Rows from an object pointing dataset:

###

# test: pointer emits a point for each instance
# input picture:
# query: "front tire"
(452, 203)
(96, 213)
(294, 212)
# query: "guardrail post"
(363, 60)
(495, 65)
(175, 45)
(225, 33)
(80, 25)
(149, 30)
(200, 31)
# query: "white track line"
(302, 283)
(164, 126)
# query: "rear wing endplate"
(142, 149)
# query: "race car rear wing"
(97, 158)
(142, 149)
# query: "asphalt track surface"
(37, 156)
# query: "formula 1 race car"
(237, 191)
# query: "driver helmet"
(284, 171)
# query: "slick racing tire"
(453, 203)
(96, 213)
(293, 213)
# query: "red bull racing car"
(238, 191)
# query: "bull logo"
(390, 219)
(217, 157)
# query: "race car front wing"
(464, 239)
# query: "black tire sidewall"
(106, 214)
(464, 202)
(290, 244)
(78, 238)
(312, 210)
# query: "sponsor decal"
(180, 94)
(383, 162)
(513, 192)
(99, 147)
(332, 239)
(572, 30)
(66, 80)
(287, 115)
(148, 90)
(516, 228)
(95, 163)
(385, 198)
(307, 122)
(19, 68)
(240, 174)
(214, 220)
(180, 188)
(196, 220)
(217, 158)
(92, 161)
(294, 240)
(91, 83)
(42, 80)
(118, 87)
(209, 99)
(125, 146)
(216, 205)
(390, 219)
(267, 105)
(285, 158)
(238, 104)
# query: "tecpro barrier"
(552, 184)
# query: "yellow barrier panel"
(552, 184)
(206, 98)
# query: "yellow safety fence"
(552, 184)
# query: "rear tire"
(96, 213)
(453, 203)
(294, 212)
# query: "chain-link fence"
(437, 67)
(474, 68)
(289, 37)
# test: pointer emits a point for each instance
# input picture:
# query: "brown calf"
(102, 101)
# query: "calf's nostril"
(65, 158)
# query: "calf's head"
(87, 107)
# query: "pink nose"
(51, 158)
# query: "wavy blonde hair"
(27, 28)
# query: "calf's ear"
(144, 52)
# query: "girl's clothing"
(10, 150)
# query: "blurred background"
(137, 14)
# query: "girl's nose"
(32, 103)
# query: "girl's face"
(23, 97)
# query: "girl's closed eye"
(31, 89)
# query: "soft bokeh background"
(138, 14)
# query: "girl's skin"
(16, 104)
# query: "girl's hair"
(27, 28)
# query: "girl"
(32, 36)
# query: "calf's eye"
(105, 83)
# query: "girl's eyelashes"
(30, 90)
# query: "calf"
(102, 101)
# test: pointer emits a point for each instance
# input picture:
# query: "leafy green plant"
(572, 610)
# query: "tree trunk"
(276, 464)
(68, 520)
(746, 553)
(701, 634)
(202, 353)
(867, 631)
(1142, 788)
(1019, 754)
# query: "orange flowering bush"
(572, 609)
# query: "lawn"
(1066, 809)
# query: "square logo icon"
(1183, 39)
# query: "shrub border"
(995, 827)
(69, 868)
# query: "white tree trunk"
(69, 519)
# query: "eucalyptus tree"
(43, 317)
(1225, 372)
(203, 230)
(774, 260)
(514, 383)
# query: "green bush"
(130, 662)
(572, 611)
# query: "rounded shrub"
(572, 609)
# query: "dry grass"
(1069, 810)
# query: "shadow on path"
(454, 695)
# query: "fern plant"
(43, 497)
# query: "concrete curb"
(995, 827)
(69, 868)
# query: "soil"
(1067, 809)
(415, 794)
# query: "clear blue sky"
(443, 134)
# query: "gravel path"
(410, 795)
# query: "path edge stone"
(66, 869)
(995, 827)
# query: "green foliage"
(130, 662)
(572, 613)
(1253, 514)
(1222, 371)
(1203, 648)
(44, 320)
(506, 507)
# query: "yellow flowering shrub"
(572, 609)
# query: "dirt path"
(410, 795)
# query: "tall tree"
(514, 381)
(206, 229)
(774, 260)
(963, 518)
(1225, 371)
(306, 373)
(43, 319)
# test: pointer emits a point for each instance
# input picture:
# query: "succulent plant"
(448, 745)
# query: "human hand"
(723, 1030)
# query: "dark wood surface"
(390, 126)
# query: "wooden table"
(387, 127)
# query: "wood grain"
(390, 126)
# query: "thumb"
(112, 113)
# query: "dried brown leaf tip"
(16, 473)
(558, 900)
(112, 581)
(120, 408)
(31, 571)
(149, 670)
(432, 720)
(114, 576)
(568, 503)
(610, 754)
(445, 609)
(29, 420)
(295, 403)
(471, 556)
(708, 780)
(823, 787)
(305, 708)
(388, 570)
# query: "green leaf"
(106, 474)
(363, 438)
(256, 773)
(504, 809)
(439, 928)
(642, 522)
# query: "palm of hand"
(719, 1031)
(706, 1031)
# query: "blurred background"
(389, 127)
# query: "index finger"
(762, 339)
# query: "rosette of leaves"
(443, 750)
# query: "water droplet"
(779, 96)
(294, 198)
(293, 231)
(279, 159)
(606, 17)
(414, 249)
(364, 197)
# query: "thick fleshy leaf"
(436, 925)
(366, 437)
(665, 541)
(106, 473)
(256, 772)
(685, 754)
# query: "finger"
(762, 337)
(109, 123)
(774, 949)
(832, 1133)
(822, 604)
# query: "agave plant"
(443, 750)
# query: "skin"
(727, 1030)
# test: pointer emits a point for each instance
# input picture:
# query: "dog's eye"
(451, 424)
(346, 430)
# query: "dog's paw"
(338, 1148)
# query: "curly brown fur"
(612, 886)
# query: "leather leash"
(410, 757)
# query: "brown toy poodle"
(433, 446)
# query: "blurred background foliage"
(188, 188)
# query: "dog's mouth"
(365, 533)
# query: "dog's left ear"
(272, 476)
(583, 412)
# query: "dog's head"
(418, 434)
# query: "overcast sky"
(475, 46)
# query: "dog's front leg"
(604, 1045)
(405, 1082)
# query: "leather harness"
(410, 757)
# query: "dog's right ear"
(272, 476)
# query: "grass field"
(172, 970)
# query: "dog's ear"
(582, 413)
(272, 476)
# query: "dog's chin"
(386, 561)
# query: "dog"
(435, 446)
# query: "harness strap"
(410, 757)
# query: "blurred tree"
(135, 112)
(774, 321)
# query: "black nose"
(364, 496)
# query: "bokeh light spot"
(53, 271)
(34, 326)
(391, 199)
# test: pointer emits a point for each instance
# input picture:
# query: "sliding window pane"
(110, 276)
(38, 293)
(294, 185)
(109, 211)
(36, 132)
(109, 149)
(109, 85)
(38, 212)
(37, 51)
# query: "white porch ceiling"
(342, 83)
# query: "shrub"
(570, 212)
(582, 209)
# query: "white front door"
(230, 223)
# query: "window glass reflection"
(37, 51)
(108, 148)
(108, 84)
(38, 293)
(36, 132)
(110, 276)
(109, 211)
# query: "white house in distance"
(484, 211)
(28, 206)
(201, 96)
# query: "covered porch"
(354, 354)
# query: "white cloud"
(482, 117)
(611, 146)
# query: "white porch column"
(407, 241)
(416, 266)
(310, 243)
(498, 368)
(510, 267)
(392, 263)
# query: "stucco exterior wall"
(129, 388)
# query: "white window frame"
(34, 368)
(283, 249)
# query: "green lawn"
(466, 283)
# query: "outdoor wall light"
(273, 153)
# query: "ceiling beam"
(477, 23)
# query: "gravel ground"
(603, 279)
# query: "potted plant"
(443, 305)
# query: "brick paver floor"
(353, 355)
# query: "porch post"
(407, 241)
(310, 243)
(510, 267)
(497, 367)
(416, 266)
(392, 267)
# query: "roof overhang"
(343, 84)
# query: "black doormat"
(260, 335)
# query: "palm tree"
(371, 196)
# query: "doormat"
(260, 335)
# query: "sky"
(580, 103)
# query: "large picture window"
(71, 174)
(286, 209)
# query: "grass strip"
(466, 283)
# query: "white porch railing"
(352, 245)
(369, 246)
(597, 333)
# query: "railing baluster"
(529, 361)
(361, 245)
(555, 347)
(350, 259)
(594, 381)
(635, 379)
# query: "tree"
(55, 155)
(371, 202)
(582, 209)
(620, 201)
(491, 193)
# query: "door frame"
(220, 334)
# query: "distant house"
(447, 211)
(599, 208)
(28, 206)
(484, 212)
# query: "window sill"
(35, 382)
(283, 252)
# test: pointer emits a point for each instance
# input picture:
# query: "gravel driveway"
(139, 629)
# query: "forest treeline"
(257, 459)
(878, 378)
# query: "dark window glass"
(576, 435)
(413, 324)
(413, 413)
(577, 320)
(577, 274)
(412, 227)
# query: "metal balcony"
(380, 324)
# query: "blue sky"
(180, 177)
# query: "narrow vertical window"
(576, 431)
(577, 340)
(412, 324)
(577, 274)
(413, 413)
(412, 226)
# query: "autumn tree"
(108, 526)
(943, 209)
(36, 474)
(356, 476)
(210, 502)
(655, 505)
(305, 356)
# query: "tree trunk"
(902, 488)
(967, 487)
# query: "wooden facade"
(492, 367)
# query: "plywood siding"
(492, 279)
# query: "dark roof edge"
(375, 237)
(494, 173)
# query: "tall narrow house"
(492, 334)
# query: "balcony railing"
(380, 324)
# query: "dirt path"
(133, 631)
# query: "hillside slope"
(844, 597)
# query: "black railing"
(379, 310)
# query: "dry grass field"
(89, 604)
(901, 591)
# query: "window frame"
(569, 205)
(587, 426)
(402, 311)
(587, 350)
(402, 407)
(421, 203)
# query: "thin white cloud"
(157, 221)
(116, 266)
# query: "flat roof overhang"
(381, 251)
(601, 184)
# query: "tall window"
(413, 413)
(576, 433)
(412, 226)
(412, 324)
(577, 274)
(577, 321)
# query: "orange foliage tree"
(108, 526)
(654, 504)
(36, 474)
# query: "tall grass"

###

- STATED PROBLEM -
Show every line of the items above that contains the word "black", copying each line in full. Case counts.

- EXERCISE OUTPUT -
# query: "black tire sidewall"
# query: "black nose"
# query: "black doormat"
# query: "black railing"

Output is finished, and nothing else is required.